From the listing below, set down exactly the lines between the one holding "Every instance of the teen" and the one holding "Query: book page", inclusive. No other line is wanted.
BEGIN
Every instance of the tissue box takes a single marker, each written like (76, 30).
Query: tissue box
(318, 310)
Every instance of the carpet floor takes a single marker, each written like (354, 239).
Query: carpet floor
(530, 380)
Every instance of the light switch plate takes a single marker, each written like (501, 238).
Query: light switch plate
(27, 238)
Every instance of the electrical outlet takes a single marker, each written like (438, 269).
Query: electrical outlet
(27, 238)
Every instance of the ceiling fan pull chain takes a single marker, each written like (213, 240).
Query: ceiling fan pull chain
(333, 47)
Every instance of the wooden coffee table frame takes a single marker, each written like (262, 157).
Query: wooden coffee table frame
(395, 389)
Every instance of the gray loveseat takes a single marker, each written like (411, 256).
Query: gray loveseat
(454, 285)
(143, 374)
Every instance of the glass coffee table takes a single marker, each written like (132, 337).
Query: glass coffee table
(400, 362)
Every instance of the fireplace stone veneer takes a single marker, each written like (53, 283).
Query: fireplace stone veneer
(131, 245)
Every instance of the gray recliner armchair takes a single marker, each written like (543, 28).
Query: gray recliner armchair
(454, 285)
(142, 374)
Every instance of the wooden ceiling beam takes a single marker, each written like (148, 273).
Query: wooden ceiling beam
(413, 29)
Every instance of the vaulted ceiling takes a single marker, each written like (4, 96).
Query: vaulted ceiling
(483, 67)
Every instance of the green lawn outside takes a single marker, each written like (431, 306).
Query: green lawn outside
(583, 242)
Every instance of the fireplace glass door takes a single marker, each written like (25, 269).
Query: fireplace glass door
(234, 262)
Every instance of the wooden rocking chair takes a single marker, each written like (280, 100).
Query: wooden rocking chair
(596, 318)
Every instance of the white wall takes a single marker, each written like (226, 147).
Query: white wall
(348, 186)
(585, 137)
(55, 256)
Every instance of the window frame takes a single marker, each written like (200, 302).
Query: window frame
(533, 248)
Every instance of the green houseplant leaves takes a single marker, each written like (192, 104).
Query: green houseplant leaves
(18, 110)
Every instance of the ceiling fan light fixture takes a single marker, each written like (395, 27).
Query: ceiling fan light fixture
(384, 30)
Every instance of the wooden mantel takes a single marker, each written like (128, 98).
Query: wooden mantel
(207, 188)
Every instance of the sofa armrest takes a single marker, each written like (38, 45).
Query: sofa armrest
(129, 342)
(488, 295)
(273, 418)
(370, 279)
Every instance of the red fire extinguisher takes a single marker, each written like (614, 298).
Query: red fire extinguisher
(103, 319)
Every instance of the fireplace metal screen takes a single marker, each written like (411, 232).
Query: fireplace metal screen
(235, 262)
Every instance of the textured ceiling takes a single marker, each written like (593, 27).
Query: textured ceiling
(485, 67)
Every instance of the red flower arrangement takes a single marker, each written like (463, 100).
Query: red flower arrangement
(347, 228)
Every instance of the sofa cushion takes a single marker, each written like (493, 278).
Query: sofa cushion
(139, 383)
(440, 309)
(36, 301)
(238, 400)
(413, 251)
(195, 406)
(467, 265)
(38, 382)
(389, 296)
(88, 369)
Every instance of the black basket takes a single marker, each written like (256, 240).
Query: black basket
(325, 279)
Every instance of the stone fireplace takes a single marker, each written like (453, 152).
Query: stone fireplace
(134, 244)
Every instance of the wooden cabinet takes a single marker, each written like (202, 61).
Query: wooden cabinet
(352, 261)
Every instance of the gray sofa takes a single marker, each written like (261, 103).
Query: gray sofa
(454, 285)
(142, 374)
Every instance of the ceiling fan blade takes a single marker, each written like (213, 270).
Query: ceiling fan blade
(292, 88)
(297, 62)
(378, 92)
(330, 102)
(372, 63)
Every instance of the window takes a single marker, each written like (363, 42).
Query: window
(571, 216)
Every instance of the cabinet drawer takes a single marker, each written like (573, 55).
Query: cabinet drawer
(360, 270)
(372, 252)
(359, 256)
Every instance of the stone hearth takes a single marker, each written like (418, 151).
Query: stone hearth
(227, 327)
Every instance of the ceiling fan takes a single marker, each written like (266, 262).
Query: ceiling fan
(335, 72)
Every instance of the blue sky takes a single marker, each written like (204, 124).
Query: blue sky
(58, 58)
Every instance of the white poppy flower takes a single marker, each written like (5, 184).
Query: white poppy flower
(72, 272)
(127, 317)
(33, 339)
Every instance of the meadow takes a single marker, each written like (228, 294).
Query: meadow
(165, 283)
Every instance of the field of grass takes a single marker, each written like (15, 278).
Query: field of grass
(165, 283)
END
BEGIN
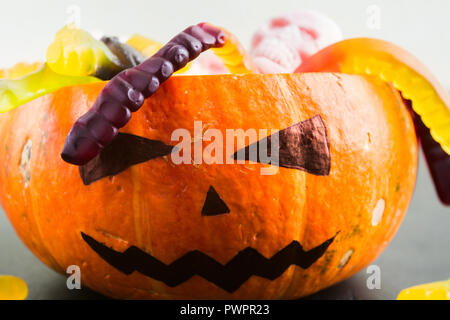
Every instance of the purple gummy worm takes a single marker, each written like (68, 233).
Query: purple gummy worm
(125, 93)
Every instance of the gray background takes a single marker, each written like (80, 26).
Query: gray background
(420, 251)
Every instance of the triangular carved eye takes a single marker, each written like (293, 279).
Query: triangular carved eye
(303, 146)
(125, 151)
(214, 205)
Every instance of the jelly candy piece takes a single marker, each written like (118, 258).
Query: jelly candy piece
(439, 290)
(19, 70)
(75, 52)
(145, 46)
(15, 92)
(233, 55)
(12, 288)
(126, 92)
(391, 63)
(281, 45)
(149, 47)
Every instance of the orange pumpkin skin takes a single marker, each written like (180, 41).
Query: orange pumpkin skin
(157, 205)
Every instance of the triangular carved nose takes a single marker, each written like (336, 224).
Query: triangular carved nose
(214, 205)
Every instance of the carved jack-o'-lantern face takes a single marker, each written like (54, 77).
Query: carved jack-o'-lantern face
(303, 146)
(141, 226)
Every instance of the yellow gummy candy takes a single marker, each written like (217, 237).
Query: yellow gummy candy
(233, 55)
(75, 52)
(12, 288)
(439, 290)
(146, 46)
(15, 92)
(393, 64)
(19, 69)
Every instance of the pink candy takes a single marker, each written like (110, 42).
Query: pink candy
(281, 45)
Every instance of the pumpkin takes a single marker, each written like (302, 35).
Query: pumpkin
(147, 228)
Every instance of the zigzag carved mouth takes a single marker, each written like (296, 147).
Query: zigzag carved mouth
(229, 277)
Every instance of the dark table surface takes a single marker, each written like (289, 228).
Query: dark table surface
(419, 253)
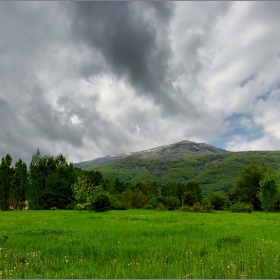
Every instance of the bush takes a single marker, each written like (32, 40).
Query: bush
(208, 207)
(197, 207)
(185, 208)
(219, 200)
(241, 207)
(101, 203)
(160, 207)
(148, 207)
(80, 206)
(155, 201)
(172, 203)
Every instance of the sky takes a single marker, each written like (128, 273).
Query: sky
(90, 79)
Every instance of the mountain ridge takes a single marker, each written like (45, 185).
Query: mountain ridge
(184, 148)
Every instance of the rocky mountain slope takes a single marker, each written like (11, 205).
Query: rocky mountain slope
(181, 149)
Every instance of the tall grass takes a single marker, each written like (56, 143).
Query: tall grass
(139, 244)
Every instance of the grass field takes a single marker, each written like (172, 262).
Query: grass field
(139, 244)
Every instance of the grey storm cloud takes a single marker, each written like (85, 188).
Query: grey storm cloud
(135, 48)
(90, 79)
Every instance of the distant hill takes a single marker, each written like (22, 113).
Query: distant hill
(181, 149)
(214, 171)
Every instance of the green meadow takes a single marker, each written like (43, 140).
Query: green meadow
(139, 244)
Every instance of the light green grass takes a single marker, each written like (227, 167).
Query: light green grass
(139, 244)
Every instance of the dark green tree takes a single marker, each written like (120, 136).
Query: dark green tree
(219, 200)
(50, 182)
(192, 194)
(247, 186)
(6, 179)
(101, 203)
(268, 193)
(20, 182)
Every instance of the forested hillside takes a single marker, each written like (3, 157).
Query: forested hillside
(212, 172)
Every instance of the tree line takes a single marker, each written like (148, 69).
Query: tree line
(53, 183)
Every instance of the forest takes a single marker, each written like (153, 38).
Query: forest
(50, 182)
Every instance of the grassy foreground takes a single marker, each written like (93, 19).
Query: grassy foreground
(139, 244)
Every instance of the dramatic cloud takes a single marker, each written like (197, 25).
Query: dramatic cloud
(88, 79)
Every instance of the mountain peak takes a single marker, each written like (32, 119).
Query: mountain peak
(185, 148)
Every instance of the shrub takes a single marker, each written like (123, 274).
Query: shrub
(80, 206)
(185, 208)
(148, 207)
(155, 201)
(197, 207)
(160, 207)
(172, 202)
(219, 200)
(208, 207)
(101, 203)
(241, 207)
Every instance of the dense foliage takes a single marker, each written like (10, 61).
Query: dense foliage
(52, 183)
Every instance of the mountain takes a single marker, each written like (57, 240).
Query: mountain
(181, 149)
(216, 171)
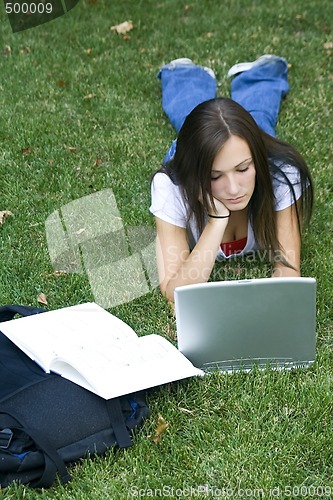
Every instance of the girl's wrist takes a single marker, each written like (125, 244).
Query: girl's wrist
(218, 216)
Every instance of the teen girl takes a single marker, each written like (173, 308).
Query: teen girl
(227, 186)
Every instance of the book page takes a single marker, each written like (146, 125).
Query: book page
END
● **Solution to this exercise**:
Every instance of the teen girl takes a single marker, each written like (173, 308).
Query: teen girl
(227, 186)
Every instance of the book page takes a single marker, each written like (146, 125).
Query: book page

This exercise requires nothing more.